Stated task:
Copy out the lines of the listing below word for word, starting at the line containing "the tail wheel" and continuing through the final line of the listing.

Listing of labeled points:
------------------------

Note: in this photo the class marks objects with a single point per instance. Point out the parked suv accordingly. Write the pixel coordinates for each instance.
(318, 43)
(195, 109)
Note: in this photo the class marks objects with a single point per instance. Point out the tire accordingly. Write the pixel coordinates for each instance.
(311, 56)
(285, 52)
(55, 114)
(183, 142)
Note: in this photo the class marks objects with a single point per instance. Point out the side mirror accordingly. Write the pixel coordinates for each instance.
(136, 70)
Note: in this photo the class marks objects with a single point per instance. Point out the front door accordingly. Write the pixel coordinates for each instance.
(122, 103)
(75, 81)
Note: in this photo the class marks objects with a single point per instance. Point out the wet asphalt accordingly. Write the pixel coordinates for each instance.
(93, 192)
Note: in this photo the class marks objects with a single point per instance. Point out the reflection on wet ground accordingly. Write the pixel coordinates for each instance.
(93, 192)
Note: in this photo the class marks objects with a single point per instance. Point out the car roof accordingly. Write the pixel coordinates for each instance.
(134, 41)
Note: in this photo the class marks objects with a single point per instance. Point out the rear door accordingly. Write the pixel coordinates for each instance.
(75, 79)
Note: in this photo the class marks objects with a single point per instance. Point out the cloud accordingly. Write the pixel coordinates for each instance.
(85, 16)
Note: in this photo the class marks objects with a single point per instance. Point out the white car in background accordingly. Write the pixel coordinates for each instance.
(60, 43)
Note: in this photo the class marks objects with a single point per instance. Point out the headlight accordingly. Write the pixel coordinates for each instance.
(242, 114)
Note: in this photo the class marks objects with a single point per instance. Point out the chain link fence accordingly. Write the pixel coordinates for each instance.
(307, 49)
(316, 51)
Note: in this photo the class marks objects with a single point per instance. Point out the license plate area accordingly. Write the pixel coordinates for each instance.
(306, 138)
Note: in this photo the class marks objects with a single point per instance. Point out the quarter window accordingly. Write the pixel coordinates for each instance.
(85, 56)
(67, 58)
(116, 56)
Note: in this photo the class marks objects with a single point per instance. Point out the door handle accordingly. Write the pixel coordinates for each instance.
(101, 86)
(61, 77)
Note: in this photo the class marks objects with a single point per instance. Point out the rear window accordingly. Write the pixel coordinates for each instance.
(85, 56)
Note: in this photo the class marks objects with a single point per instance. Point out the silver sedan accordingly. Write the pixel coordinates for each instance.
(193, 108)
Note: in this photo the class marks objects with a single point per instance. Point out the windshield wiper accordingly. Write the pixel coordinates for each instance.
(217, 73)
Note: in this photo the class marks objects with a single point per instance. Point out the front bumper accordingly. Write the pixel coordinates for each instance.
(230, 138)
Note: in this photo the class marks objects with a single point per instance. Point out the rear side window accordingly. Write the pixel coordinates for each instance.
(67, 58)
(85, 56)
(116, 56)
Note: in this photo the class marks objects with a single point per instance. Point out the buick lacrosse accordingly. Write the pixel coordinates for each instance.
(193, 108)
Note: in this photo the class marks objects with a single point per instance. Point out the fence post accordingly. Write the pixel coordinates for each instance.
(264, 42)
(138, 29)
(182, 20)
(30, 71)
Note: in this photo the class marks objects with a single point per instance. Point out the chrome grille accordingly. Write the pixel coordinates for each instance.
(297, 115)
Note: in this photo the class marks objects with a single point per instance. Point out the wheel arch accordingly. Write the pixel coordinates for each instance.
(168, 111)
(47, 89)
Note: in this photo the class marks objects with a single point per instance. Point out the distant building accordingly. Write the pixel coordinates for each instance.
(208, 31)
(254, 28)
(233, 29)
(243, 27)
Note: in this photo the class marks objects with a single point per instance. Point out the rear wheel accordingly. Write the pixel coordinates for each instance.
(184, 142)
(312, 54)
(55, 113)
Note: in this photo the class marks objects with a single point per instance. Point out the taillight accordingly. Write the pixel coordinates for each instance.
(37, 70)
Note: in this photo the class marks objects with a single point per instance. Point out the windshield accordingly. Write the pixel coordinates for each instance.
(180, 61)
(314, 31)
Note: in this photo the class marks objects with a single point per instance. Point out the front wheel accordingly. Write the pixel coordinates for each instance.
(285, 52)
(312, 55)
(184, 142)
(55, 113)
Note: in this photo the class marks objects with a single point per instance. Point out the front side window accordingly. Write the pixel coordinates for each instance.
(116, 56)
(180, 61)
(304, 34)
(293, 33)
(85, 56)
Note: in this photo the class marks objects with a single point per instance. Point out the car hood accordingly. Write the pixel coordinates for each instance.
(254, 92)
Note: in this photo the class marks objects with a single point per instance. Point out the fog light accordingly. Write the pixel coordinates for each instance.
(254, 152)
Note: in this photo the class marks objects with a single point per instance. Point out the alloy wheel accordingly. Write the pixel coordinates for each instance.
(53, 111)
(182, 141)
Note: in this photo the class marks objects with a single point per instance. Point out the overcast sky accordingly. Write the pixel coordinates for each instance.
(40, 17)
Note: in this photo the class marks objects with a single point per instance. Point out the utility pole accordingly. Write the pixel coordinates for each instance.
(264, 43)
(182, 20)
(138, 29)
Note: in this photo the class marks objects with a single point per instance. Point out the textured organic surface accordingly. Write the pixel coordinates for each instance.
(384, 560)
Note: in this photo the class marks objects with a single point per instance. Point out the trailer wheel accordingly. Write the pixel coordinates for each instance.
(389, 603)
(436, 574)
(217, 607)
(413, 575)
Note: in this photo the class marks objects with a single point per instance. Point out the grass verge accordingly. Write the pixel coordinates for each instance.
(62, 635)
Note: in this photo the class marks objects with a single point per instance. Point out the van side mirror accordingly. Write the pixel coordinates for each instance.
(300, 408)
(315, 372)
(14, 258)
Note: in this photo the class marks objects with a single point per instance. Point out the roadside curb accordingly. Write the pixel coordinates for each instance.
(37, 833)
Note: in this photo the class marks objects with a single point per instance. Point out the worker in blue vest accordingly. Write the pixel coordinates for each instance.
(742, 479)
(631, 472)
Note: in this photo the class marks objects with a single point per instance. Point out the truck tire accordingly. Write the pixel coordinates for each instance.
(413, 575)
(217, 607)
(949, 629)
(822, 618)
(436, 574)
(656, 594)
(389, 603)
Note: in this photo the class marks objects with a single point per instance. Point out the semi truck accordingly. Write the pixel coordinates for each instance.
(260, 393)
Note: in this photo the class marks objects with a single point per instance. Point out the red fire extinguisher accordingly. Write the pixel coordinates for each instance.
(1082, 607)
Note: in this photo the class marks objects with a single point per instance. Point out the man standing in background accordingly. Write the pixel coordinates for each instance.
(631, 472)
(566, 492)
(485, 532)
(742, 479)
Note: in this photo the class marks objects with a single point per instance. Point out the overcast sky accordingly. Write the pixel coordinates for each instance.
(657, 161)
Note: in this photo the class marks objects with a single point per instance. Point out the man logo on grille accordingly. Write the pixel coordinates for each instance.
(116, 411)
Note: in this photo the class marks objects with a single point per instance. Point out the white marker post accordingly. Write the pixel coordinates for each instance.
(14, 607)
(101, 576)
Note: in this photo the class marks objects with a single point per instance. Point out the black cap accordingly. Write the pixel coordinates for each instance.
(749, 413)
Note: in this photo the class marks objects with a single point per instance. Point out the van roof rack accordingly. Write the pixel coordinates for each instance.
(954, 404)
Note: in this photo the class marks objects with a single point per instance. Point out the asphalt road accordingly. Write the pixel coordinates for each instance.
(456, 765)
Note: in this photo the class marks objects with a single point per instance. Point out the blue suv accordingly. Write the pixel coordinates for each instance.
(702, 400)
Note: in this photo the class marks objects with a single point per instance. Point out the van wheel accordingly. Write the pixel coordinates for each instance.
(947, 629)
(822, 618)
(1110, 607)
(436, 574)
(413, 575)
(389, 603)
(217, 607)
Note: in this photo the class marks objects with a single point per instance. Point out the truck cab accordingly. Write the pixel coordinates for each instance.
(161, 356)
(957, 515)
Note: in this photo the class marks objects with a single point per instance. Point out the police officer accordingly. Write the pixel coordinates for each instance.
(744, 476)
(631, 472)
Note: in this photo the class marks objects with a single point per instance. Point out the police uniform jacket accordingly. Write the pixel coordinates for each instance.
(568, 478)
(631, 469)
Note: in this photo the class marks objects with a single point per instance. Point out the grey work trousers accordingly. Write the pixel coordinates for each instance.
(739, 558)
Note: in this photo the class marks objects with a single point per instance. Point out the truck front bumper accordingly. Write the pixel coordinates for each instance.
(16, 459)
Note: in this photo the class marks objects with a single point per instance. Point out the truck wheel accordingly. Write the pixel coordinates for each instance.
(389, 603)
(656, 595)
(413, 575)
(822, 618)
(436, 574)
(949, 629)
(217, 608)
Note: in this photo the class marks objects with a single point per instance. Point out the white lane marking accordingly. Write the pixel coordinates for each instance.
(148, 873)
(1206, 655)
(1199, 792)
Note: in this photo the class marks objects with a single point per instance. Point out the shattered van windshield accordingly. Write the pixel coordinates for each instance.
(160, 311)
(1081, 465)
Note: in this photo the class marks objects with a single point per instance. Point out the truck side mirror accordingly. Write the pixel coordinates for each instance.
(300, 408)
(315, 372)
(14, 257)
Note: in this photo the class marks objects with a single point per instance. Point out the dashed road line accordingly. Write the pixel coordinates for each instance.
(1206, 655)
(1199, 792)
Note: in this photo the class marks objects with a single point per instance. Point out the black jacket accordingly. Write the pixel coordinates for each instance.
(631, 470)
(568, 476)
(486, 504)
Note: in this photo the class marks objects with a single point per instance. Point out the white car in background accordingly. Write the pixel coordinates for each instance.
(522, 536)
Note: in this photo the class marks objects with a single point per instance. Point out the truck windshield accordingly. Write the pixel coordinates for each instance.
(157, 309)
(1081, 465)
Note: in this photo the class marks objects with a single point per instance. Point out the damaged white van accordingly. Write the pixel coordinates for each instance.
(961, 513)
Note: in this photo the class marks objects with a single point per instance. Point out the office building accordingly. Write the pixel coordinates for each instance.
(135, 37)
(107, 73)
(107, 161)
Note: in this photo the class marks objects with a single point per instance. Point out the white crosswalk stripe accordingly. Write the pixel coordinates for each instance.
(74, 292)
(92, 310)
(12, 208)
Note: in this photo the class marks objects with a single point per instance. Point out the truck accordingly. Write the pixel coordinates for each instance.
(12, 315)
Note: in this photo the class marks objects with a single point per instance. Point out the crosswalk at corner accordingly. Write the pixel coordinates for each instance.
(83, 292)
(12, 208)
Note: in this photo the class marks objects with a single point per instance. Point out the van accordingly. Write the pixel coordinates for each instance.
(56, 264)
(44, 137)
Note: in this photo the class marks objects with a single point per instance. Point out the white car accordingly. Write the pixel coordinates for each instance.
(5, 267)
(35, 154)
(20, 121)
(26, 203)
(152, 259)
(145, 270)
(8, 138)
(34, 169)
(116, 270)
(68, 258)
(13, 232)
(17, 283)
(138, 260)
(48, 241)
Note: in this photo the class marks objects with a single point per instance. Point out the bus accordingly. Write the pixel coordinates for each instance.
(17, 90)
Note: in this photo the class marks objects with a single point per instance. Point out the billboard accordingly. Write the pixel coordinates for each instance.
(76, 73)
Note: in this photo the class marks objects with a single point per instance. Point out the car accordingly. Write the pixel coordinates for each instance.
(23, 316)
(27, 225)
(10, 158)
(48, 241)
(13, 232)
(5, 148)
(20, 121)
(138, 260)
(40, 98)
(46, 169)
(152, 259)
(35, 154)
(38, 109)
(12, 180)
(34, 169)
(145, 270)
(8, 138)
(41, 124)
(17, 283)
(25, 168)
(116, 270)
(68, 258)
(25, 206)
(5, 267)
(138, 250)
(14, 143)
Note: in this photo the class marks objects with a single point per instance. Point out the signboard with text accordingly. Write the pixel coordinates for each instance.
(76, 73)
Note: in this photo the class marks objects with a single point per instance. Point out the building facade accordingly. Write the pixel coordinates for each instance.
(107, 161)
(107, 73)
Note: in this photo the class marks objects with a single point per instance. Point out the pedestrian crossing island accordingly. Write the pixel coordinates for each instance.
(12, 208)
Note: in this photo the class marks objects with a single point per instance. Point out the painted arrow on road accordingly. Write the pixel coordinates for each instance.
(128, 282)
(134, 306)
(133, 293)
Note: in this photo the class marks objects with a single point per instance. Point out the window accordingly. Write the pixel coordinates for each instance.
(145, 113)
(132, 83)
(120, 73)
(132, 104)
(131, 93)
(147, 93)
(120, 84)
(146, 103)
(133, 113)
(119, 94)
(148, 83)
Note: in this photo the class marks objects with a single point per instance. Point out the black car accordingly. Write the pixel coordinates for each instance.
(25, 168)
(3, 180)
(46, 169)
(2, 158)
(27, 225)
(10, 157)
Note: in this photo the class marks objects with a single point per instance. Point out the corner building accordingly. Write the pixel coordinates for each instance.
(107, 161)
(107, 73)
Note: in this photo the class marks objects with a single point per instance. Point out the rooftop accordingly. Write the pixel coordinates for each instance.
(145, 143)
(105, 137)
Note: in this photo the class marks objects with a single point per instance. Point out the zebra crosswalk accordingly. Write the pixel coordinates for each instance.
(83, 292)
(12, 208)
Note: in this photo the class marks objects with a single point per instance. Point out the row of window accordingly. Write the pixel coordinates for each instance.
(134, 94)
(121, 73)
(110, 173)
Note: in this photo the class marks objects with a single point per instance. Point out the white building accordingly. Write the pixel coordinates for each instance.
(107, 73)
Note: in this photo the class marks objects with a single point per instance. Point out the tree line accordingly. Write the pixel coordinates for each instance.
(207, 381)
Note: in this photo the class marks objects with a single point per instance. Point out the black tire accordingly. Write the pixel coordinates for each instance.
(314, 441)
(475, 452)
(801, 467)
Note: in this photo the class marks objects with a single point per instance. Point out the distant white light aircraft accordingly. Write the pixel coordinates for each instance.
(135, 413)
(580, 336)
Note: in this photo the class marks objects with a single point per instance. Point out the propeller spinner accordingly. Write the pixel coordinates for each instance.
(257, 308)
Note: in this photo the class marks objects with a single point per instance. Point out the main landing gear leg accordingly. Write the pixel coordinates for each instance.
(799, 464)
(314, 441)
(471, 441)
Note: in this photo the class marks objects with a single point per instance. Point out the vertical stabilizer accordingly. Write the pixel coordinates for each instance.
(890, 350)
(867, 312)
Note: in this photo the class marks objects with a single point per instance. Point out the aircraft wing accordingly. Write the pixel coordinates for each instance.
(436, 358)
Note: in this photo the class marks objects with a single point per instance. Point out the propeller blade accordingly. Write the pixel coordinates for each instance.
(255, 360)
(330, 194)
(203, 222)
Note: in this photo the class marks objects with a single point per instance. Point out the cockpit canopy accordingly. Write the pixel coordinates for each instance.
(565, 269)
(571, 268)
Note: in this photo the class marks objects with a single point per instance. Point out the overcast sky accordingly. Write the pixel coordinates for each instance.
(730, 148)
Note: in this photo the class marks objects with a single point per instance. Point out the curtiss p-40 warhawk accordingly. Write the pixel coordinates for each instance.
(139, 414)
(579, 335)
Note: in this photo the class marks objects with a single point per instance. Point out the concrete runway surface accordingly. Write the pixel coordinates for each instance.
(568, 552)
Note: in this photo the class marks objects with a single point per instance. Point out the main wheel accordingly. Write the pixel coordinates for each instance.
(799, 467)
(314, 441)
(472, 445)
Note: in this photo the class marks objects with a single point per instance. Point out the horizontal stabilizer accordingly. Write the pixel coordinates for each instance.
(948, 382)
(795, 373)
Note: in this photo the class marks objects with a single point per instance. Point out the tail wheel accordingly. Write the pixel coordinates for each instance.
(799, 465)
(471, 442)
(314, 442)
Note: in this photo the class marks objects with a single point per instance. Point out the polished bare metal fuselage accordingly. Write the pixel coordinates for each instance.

------------------------

Written answer:
Note: in this photo the class marks objects with a single point per instance. Point out the tail wheel accordingly. Write the pixel coordinates for each instance.
(799, 465)
(471, 442)
(314, 442)
Note: in this photo the class marks objects with a single point per instance. Point out the polished bare metal fuselage accordingly. Write the pixel coordinates for each instance.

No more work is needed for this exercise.